Given exercise — Make an exact copy of the listing below.

A block of data:
· · · · ·

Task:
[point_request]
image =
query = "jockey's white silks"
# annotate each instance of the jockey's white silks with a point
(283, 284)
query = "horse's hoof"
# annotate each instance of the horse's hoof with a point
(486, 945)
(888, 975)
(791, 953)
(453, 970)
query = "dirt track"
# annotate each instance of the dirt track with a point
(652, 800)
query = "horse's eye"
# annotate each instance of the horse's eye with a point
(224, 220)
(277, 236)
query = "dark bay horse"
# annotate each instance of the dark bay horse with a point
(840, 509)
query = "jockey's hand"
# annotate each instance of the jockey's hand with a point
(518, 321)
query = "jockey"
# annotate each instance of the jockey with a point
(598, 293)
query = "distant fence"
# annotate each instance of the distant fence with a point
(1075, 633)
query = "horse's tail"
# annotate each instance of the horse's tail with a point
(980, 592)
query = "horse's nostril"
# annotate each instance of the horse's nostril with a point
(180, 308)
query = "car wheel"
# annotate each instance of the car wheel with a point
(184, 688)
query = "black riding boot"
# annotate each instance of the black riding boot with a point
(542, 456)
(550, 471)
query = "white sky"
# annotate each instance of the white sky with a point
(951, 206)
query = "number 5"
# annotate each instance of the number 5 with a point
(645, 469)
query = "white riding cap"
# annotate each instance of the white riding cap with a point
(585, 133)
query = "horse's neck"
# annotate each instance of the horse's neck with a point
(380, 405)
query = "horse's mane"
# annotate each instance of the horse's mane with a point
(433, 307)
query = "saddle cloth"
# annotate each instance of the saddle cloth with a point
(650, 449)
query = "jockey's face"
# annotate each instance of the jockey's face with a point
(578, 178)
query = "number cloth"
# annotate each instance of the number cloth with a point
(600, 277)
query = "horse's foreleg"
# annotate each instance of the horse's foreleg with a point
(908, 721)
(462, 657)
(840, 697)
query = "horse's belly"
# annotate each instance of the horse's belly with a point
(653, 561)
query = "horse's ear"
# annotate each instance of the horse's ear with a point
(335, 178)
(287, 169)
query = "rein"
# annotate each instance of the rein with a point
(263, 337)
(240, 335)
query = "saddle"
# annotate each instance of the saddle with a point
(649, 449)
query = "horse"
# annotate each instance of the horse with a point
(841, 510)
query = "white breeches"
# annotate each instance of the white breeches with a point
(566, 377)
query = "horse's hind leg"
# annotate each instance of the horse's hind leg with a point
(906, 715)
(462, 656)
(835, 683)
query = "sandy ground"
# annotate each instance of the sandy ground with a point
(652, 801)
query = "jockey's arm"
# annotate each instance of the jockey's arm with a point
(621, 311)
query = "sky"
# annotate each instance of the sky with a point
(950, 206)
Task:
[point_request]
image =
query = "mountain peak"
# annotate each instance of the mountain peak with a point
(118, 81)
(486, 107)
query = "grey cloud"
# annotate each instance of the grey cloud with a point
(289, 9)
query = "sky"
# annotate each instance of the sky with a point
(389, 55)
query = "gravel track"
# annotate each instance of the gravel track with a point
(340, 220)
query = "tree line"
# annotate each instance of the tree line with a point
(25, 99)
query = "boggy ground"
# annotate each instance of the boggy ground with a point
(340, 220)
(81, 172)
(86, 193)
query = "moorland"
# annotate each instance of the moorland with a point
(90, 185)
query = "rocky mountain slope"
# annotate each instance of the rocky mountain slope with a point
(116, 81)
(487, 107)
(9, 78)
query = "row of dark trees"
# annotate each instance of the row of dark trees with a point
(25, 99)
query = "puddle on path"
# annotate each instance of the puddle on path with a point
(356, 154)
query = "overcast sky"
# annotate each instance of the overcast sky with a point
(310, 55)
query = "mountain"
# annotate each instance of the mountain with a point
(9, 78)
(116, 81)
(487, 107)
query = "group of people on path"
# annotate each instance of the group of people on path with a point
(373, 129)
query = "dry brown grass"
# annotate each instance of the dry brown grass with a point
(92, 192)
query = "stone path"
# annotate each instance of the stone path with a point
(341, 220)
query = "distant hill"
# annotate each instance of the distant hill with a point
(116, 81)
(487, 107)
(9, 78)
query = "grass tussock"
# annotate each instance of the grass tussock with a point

· · · · ·

Exercise answer —
Task:
[point_request]
image =
query = "jockey's white silks"
# annotate each instance of the jockey's white silks with a point
(283, 284)
query = "horse's hoof"
# annotate each instance of the horse's hoof with a point
(486, 945)
(888, 975)
(791, 953)
(453, 970)
query = "dirt track"
# annotate each instance of the dirt track with a point
(652, 800)
query = "horse's eye"
# annotate each instance of the horse's eye with a point
(224, 220)
(277, 236)
query = "dark bay horse"
# annotate each instance of the dark bay horse with a point
(840, 509)
query = "jockey's hand"
# annotate each instance of the jockey's hand with a point
(518, 321)
query = "jockey"
# annotate each instance of the jockey with a point
(598, 293)
query = "distant fence"
# annotate each instance of the distant fence with a point
(1075, 633)
query = "horse's tail"
# annotate each instance of the horse's tail with a point
(980, 592)
query = "horse's nostril"
# annotate each instance of the horse's nostril with a point
(180, 308)
query = "car wheel"
# annotate each instance of the car wheel with a point
(184, 688)
query = "black riding boot"
# annotate each instance of the black riding boot with a point
(542, 456)
(550, 471)
query = "white sky"
# annotate each instance of the white sky with a point
(951, 206)
query = "number 5"
# annotate each instance of the number 5 with a point
(645, 469)
query = "white riding cap"
# annotate each instance of the white riding cap with a point
(585, 133)
query = "horse's neck"
# annotate each instance of the horse's neck with a point
(380, 405)
query = "horse's mane"
# annotate each instance of the horse's mane with a point
(433, 307)
query = "saddle cloth"
# annotate each instance of the saddle cloth with a point
(650, 449)
query = "jockey's face"
# annotate each instance of the jockey's face with a point
(578, 178)
query = "number cloth"
# annotate each instance of the number cloth with a point
(600, 277)
query = "horse's foreleg"
# annotate each instance of the horse's foreleg with a point
(908, 721)
(462, 657)
(840, 697)
query = "horse's belly"
# annotate each instance of the horse's belly with a point
(653, 561)
query = "horse's ear"
# annotate each instance of the horse's ear with a point
(335, 178)
(287, 169)
query = "rein"
# annotate each instance of the rein with a point
(263, 337)
(240, 335)
query = "saddle"
# annotate each instance of the saddle with a point
(649, 449)
query = "horse"
# annotate each instance of the horse with a point
(841, 510)
query = "white breeches"
# annotate each instance of the white breeches with a point
(566, 377)
query = "horse's hind leg"
# annotate each instance of the horse's hind leg with a point
(906, 715)
(462, 656)
(835, 683)
query = "sandy ground"
# annotate each instance of the sandy ground with a point
(652, 801)
query = "jockey's arm"
# annotate each instance of the jockey's arm with a point
(621, 311)
query = "sky"
# annotate each instance of the sky with a point
(950, 206)
Task:
[point_request]
image =
query = "mountain peak"
# annotate each instance of the mountain peak with a point
(118, 81)
(486, 107)
query = "grey cloud"
# annotate each instance of the grey cloud with a point
(289, 9)
query = "sky"
# annotate each instance of the sky with a point
(389, 55)
query = "gravel track"
# annotate each instance of the gravel track with a point
(340, 220)
query = "tree line"
# annotate each instance of the tree line with a point
(25, 99)
query = "boggy ground"
# annotate each instance of the boggy ground with a point
(340, 220)
(81, 172)
(86, 193)
query = "moorland"
# annotate each instance of the moorland with a point
(90, 185)
query = "rocky mountain slope"
# annotate each instance of the rocky mountain slope with a point
(116, 81)
(487, 107)
(9, 78)
query = "row of dark trees"
# annotate each instance of the row of dark trees with a point
(25, 99)
query = "puddle on path"
# annotate each instance of the puddle on path with a point
(356, 154)
query = "overcast sky"
# annotate each instance of the overcast sky with a point
(310, 55)
query = "mountain"
# annotate each instance of the mountain with a point
(9, 78)
(116, 81)
(487, 107)
query = "group of people on path"
# annotate each instance of the group of people on path with a point
(373, 129)
query = "dry brown grass"
# annotate each instance of the dry brown grass with a point
(92, 192)
query = "stone path"
# annotate each instance of the stone path with a point
(341, 220)
query = "distant hill"
# annotate each instance of the distant hill with a point
(116, 81)
(487, 107)
(9, 78)
query = "grass tussock"
# annotate each instance of the grass tussock with a point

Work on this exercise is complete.